TASK
Count the lines in the data below that contain the string "water", matching case exactly, and reply with only the number.

───── EXERCISE INPUT

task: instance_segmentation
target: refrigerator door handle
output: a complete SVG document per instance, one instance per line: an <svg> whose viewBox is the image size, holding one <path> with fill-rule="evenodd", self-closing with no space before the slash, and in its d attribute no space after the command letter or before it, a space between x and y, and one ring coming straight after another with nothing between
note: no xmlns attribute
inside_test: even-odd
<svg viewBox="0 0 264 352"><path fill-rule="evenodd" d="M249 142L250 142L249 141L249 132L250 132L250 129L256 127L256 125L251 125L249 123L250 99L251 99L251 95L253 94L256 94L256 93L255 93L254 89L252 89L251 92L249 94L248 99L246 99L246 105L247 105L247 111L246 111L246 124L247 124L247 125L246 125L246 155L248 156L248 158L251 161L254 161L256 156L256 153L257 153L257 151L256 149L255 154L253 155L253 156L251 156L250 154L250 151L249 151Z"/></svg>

──────────
───── EXERCISE INPUT

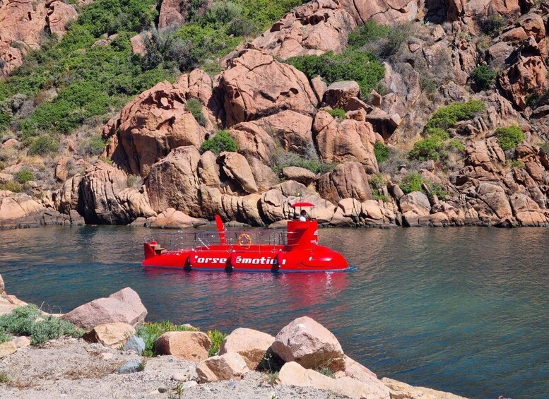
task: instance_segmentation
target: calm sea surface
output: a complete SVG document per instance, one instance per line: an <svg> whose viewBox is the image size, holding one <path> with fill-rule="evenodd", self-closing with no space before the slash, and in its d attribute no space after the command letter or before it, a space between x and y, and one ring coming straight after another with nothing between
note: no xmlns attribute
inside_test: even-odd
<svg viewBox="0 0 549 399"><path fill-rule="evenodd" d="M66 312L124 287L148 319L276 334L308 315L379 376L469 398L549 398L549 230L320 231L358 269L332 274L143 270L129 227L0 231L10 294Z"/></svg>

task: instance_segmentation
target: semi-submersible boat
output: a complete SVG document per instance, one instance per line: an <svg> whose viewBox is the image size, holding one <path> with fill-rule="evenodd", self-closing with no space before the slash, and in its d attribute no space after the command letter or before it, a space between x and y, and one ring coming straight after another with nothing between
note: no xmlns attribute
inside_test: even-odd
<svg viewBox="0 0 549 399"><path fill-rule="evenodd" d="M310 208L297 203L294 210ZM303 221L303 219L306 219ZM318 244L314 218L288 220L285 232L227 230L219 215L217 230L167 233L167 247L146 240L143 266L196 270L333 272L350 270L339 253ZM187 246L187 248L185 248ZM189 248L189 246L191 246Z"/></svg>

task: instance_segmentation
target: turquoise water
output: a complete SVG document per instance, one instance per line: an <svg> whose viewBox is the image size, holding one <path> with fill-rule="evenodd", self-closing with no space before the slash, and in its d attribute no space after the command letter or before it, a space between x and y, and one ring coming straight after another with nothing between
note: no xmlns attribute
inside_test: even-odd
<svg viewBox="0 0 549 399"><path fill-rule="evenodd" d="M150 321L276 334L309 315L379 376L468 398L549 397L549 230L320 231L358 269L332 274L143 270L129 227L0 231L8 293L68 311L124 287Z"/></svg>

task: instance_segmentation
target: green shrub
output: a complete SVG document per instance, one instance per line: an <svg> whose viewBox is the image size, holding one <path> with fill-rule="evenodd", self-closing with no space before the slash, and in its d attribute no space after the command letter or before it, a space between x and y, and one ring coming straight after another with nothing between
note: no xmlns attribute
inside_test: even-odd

──────────
───── EXERCISE INPUT

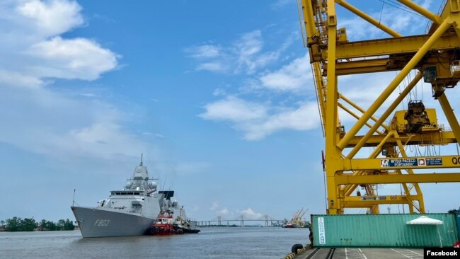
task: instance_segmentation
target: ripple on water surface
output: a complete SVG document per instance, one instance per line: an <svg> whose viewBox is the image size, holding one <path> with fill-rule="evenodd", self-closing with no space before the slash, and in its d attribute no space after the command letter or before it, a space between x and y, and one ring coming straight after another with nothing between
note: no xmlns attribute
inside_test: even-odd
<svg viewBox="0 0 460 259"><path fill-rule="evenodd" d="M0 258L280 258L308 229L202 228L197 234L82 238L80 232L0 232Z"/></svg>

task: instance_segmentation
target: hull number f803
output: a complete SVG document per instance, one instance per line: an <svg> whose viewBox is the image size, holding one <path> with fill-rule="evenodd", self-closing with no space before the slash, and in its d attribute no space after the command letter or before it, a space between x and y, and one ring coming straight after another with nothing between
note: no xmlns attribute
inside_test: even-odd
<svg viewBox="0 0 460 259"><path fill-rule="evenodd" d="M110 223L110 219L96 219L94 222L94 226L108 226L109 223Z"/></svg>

──────────

ANSWER TO THE TASK
2